*** Documento ***
Dadas sus dimensiones, todo lo que promueve el Imperio del Centro (China) es grande, por definición, cuando no inmenso. Y así cabe calificar la iniciativa anunciada por Xi Jinping en 2013 de una Nueva Ruta de la Seda (también conocida como OBOR “One belt, one road” en el mundo anglosajón). Su cuidadosa puesta de largo ha desembocado finalmente en el encuentro celebrado en Pekín los pasados días 14 y 15 de mayo, con asistencia de 29 jefes de Estado y de gobierno y representantes de 130 países y organizaciones internacionales. Grandes son las expectativas que genera (aunque eso no haya animado a Merkel, May y el recién llegado Macron a sumarse al grupo de Putin, Erdoğan, Rajoy y algunos otros) e inmensos los recursos que previsiblemente se van a dedicar a su materialización (a los 900.000 millones de dólares que manejan algunas fuentes se acaba de añadir el anuncio de otros 113.000 en pleno encuentro). Queda por ver si las inquietudes, reticencias y obstáculos que se oponen a su desarrollo no serán asimismo tan considerables que logren desbaratar el gigantesco sueño que unos han calificado ya como un ejemplo de neocolonialismo y otros como simplemente megalómano.
China tiene conciencia de su grandeza y aunque ya ha alcanzado una posición preminente en el escenario internacional, sabe mejor que nadie que la consolidación de ese estatus depende de un cambio sustancial de las bases que le han servido para llegar hasta aquí. En los inicios de una crisis demográfica que ya empieza a hacerse visible, entiende que el modelo de desarrollo de estas últimas dos décadas –basado en la producción de bienes de consumo masivo, con bajos salarios y orientada hacia la exportación– ha llegado a su fin. Para remontar y seguir aspirando a ocupar un lugar de primera fila en el concierto internacional precisa definir un nuevo rumbo, apostando por el incremento de la demanda interna, la producción de bienes de alto valor añadido y una mayor presencia en el sector servicios a escala planetaria.
*** Registros de datos ***
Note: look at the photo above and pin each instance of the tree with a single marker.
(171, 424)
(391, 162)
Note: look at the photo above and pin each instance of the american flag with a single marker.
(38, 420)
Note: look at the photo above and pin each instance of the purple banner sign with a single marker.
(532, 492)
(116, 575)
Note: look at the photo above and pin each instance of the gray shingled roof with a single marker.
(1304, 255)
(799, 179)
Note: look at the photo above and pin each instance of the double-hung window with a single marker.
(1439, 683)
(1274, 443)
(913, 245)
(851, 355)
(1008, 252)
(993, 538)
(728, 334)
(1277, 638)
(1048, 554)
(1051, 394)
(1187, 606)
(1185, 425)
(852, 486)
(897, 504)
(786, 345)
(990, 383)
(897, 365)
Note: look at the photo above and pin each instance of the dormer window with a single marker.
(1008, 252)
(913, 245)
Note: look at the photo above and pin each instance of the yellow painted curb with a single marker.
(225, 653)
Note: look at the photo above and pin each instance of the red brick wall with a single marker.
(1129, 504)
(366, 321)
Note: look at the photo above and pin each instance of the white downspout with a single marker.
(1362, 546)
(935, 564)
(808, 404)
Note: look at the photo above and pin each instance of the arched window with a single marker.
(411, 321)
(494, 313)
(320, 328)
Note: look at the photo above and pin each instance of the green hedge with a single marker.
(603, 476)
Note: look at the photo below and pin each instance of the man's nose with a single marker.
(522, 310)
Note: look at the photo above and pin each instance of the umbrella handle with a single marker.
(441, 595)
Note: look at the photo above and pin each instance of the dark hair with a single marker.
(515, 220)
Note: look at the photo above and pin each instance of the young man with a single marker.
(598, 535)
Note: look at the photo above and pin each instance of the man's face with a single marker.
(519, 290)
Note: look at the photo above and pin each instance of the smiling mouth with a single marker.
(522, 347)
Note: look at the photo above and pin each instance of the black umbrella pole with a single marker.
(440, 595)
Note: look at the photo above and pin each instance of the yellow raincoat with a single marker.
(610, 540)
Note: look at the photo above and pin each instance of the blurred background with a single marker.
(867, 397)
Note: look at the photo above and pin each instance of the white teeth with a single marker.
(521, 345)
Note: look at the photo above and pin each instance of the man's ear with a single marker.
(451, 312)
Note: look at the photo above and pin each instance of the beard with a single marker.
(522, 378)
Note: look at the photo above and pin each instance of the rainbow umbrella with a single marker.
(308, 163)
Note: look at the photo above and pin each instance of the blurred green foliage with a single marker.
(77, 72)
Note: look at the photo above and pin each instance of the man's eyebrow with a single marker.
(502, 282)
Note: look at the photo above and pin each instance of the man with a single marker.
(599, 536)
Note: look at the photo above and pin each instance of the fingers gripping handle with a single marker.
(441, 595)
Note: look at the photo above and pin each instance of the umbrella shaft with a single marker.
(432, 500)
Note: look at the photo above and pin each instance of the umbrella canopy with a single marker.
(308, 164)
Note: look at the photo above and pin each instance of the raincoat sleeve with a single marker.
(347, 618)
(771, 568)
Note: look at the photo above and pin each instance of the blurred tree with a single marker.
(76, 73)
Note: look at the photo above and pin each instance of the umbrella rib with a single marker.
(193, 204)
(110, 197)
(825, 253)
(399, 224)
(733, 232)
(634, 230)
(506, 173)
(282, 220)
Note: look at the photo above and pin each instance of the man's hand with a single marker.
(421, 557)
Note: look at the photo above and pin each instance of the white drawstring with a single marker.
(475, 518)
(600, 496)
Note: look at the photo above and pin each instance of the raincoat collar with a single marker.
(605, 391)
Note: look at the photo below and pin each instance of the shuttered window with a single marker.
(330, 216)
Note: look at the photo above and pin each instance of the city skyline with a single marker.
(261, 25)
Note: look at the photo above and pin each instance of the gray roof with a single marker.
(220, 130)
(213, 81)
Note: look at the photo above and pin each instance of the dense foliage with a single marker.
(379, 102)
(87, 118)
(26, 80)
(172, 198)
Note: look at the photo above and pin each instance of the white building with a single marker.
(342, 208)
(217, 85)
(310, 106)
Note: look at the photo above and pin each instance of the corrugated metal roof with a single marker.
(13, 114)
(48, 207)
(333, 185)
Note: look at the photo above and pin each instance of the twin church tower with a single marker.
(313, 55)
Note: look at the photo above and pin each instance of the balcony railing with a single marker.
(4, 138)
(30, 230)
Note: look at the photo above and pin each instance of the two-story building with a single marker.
***
Instrucciones:
• A. Traduce al inglés esta oración del texto sobre la Nueva Ruta de la Seda: "Dadas sus dimensiones, todo lo que promueve el Imperio del Centro (China) es grande, por definición, cuando no inmenso."
• B. Según el texto sobre la Nueva Ruta de la Seda, ¿en qué días se celebró el encuentro de Pekín?
• C. Copia del texto sobre la Nueva Ruta de la Seda el fragmento que empieza en "China tiene conciencia" y termina en "a escala planetaria.".

Respuestas:
• A. Given its size, everything the Middle Kingdom (China) promotes is large by definition, if not immense.

• B. Los días 14 y 15 de mayo.

• C.
China tiene conciencia de su grandeza y aunque ya ha alcanzado una posición preminente en el escenario internacional, sabe mejor que nadie que la consolidación de ese estatus depende de un cambio sustancial de las bases que le han servido para llegar hasta aquí. En los inicios de una crisis demográfica que ya empieza a hacerse visible, entiende que el modelo de desarrollo de estas últimas dos décadas –basado en la producción de bienes de consumo masivo, con bajos salarios y orientada hacia la exportación– ha llegado a su fin. Para remontar y seguir aspirando a ocupar un lugar de primera fila en el concierto internacional precisa definir un nuevo rumbo, apostando por el incremento de la demanda interna, la producción de bienes de alto valor añadido y una mayor presencia en el sector servicios a escala planetaria.